Top of EXERCISE INPUT

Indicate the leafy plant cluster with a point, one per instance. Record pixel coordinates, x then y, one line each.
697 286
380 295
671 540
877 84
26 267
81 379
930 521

Bottom of EXERCISE INPUT

# WHAT NEEDS TO BE DONE
For each entry above, write out an exact copy.

# TASK RESULT
Indicate the leafy plant cluster with a point, one per instance. Record pixel coordinates, x then y, one line each.
697 286
380 295
671 540
877 84
26 267
81 379
930 521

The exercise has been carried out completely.